→ PROBLEM DESCRIPTION:
Word for word, quote all of the material, omitting the pictures.
══ RECORDS TO USE
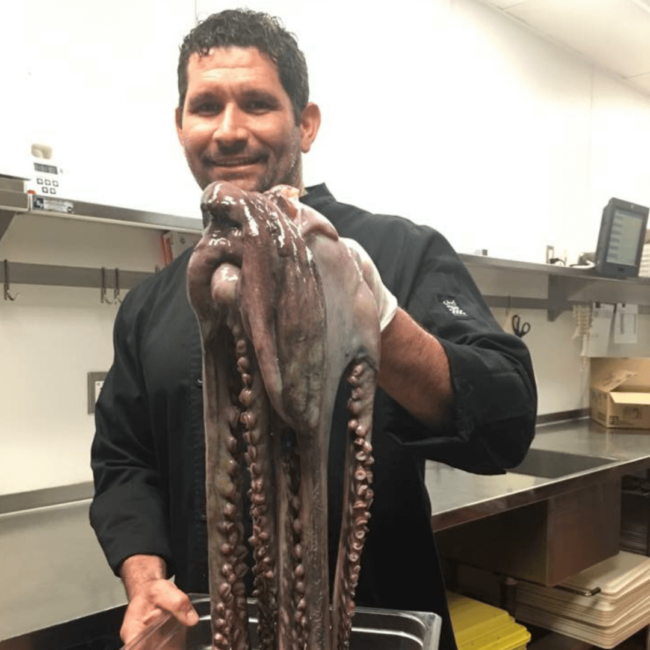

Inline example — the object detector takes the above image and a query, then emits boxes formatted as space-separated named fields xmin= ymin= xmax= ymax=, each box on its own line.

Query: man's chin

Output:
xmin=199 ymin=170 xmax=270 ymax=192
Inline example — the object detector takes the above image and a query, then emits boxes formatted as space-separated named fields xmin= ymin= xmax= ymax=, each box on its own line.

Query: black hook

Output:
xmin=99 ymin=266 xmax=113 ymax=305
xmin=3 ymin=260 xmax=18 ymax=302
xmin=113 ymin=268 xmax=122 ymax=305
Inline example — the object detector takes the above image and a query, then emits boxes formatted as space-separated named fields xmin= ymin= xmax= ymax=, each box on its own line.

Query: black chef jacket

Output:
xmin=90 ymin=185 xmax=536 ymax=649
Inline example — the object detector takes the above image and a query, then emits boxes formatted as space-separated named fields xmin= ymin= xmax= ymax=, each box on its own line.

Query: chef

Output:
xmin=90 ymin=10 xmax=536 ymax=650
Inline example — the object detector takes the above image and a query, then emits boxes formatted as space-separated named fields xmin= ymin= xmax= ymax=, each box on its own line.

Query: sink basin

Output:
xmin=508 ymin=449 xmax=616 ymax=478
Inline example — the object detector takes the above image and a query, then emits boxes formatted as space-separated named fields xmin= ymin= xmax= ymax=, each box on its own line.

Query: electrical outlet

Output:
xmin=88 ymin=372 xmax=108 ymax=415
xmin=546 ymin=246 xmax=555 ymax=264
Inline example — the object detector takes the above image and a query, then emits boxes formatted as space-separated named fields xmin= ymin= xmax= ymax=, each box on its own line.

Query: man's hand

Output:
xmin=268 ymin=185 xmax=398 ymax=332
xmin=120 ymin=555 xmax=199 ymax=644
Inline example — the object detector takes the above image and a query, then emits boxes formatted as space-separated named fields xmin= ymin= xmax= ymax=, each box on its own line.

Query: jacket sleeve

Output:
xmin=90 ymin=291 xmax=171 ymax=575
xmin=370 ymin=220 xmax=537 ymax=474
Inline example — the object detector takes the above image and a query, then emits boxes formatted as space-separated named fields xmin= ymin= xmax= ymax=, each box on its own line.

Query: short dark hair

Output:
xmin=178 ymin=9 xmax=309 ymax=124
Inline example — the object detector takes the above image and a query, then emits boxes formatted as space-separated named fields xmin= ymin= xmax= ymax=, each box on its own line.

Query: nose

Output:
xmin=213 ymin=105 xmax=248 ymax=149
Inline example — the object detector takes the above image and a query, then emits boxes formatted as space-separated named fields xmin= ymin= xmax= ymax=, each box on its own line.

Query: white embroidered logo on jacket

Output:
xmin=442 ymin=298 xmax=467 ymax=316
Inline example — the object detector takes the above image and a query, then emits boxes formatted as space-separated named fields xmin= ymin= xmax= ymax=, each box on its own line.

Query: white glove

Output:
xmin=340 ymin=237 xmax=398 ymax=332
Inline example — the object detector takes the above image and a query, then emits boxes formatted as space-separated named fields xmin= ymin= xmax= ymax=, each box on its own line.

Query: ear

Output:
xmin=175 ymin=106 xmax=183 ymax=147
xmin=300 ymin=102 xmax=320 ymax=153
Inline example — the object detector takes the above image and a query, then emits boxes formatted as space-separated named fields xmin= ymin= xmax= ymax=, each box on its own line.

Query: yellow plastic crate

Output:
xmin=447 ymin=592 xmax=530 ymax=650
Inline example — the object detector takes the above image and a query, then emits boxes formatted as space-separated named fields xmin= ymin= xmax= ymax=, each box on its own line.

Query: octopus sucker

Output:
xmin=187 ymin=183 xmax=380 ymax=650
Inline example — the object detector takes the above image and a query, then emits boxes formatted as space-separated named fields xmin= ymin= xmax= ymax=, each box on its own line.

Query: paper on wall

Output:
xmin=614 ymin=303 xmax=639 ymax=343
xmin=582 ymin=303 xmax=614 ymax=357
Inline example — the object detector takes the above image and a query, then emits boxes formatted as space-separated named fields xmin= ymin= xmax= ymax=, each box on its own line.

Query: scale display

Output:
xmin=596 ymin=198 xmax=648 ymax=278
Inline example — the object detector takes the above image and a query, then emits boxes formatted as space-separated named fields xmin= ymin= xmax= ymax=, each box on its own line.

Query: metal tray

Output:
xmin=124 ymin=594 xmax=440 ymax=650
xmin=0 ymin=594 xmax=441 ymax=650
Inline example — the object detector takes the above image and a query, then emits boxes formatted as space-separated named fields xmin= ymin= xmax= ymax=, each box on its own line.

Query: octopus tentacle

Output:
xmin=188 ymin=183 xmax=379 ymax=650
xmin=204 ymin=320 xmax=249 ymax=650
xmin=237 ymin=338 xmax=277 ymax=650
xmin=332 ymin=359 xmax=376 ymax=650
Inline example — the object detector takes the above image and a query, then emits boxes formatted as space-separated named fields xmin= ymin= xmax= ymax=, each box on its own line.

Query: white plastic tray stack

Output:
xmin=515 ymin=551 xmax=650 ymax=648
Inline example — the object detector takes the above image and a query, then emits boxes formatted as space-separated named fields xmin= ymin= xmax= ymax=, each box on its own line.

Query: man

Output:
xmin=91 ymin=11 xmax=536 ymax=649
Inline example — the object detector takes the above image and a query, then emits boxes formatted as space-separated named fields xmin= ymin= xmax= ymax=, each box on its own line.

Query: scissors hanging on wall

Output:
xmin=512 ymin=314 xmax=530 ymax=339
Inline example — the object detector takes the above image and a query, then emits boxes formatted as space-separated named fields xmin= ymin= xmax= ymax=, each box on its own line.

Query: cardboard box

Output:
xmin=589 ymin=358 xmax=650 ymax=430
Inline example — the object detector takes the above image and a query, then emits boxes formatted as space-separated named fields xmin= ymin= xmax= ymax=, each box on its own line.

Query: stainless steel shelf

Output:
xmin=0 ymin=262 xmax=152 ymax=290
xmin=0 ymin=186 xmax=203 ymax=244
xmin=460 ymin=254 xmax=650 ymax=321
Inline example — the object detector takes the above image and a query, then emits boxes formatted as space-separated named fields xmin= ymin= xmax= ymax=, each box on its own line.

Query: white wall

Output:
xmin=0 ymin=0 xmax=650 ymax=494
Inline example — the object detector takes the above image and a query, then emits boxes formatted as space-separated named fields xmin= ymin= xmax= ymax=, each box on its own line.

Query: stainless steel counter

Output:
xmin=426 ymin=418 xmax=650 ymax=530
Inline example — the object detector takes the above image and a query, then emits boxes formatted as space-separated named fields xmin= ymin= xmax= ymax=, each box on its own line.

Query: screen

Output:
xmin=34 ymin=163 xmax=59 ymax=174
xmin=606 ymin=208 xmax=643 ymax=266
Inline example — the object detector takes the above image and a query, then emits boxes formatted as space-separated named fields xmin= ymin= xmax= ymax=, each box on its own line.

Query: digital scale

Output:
════
→ TASK RESULT:
Inline example — the object detector takes the above image and a query, then emits boxes formatted as space-separated named fields xmin= ymin= xmax= ymax=, each box on its own line.

Query: man's chin

Output:
xmin=199 ymin=170 xmax=270 ymax=192
Inline example — the object detector takes the above image and a query, then emits boxes formatted as space-separated named fields xmin= ymin= xmax= ymax=, each box on its own line.

Query: black hook

Output:
xmin=99 ymin=266 xmax=113 ymax=305
xmin=3 ymin=260 xmax=18 ymax=302
xmin=113 ymin=268 xmax=122 ymax=305
Inline example — the object detector takes the above image and a query, then emits boxes formatted as space-separated named fields xmin= ymin= xmax= ymax=, each box on its own line.

Query: black chef jacket

Output:
xmin=90 ymin=185 xmax=536 ymax=649
Inline example — the object detector takes the above image and a query, then emits boxes formatted as space-separated named fields xmin= ymin= xmax= ymax=, each box on its own line.

Query: chef

Output:
xmin=90 ymin=10 xmax=536 ymax=650
Inline example — the object detector takes the above image and a query, then emits boxes formatted as space-separated named fields xmin= ymin= xmax= ymax=, each box on its own line.

Query: sink basin

Output:
xmin=508 ymin=449 xmax=616 ymax=478
Inline example — the object detector takes the above image and a query, then emits boxes formatted as space-separated named fields xmin= ymin= xmax= ymax=, each box on its own line.

Query: electrical outlet

Output:
xmin=88 ymin=372 xmax=108 ymax=415
xmin=546 ymin=246 xmax=555 ymax=264
Inline example — the object detector takes the above image and a query, then emits boxes formatted as space-separated named fields xmin= ymin= xmax= ymax=, each box on its own line.

Query: man's hand

Output:
xmin=268 ymin=185 xmax=398 ymax=332
xmin=120 ymin=555 xmax=199 ymax=644
Inline example — the object detector takes the above image and a query, then emits boxes formatted as space-separated named fields xmin= ymin= xmax= ymax=, each box on its own line.

Query: jacket sleeve

Output:
xmin=90 ymin=291 xmax=171 ymax=575
xmin=370 ymin=220 xmax=537 ymax=474
Inline example — the object detector takes the above image and a query, then emits boxes formatted as space-separated named fields xmin= ymin= xmax= ymax=, each box on its own line.

Query: short dark hair

Output:
xmin=178 ymin=9 xmax=309 ymax=124
Inline example — the object detector takes the above image and a query, then emits boxes formatted as space-separated named fields xmin= ymin= xmax= ymax=, each box on its own line.

Query: nose

Output:
xmin=213 ymin=105 xmax=248 ymax=149
Inline example — the object detector takes the above image and a query, then emits boxes formatted as space-separated named fields xmin= ymin= xmax= ymax=, each box on its own line.

Query: white embroidered logo on jacket

Output:
xmin=442 ymin=298 xmax=467 ymax=316
Inline example — the object detector takes the above image and a query, then emits boxes formatted as space-separated named fields xmin= ymin= xmax= ymax=, each box on its own line.

Query: white glove

Output:
xmin=340 ymin=237 xmax=398 ymax=332
Inline example — the object detector takes the above image and a query, then emits boxes formatted as space-separated named fields xmin= ymin= xmax= ymax=, each box on its own line.

Query: ear

Output:
xmin=175 ymin=106 xmax=183 ymax=147
xmin=300 ymin=102 xmax=320 ymax=153
Inline example — the object detector takes the above image and a query, then emits boxes formatted as space-separated named fields xmin= ymin= xmax= ymax=, each box on its own line.

Query: yellow plastic crate

Output:
xmin=447 ymin=592 xmax=530 ymax=650
Inline example — the object detector takes the above image and a query, then emits boxes formatted as space-separated named fields xmin= ymin= xmax= ymax=, each box on its own line.

Query: octopus sucker

Output:
xmin=187 ymin=183 xmax=380 ymax=650
Inline example — the object detector takes the above image and a query, then emits boxes formatted as space-separated named fields xmin= ymin= xmax= ymax=, each box on its own line.

Query: paper on wall

Output:
xmin=614 ymin=303 xmax=639 ymax=343
xmin=582 ymin=303 xmax=614 ymax=357
Inline example — the object detector takes the above image and a query, then emits boxes formatted as space-separated named fields xmin= ymin= xmax= ymax=, each box on its own line.

Query: scale display

Output:
xmin=596 ymin=198 xmax=648 ymax=278
Inline example — the object detector takes the above image and a query, then emits boxes formatted as space-separated named fields xmin= ymin= xmax= ymax=, each box on its own line.

Query: metal tray

Output:
xmin=124 ymin=594 xmax=440 ymax=650
xmin=0 ymin=594 xmax=441 ymax=650
Inline example — the object detector takes the above image and a query, then emits boxes formatted as space-separated named fields xmin= ymin= xmax= ymax=, each box on its own line.

Query: octopus tentacle

Output:
xmin=188 ymin=183 xmax=379 ymax=650
xmin=204 ymin=320 xmax=249 ymax=650
xmin=237 ymin=338 xmax=277 ymax=650
xmin=332 ymin=359 xmax=376 ymax=650
Inline example — the object detector takes the above image and a query, then emits boxes formatted as space-separated named fields xmin= ymin= xmax= ymax=, each box on its own line.

Query: white plastic tray stack

Output:
xmin=515 ymin=551 xmax=650 ymax=648
Inline example — the object detector takes the above image and a query, then emits boxes formatted as space-separated named fields xmin= ymin= xmax= ymax=, each box on its own line.

Query: man

Output:
xmin=91 ymin=11 xmax=536 ymax=649
Inline example — the object detector takes the above image and a query, then emits boxes formatted as space-separated named fields xmin= ymin= xmax= ymax=, each box on its own line.

Query: scissors hanging on wall

Output:
xmin=512 ymin=314 xmax=530 ymax=339
Inline example — the object detector takes the above image and a query, then emits boxes formatted as space-separated named fields xmin= ymin= xmax= ymax=, each box on its own line.

Query: cardboard box

Output:
xmin=589 ymin=358 xmax=650 ymax=430
Inline example — the object detector takes the above image and a query, then emits boxes formatted as space-separated named fields xmin= ymin= xmax= ymax=, each box on its own line.

Query: stainless steel shelf

Output:
xmin=0 ymin=262 xmax=152 ymax=290
xmin=0 ymin=186 xmax=203 ymax=244
xmin=460 ymin=254 xmax=650 ymax=321
Inline example — the object detector takes the above image and a query, then emits boxes formatted as space-separated named fields xmin= ymin= xmax= ymax=, each box on its own line.

Query: white wall

Output:
xmin=0 ymin=0 xmax=650 ymax=494
Inline example — the object detector takes the above image and a query, then emits boxes formatted as space-separated named fields xmin= ymin= xmax= ymax=, each box on its own line.

Query: stainless steel counter

Output:
xmin=426 ymin=418 xmax=650 ymax=530
Inline example — the object detector takes the above image and a query, then emits boxes formatted as space-separated named fields xmin= ymin= xmax= ymax=, each box on its own line.

Query: screen

Output:
xmin=34 ymin=163 xmax=59 ymax=174
xmin=606 ymin=208 xmax=643 ymax=266
Inline example — the object detector takes the above image and a query, then emits boxes formatted as space-separated named fields xmin= ymin= xmax= ymax=, each box on its own line.

Query: digital scale

Output:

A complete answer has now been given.